Swap "jersey sleeve patch" for "shoulder badge" throughout the listing below and give all its lines back with nothing else changed, leaving out the pictures.
---------- MATERIAL SUPPLIED ----------
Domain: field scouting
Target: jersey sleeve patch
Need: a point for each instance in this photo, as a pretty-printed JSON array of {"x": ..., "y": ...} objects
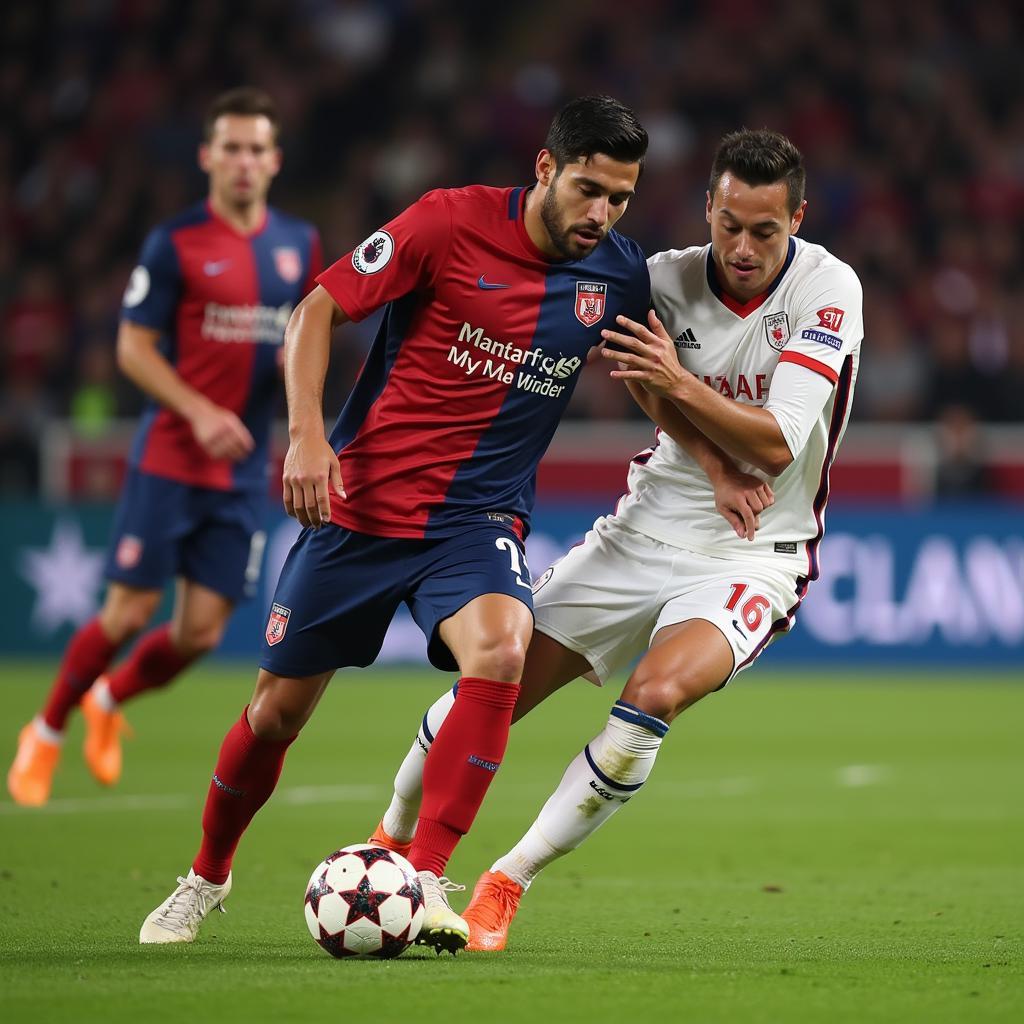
[
  {"x": 152, "y": 295},
  {"x": 406, "y": 255}
]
----------
COMPLETED EXERCISE –
Domain: field scouting
Target: shoulder badge
Need: a point for each instance in this photo, as a pretty-printed JSON array of {"x": ..., "y": ...} objects
[
  {"x": 152, "y": 295},
  {"x": 406, "y": 255}
]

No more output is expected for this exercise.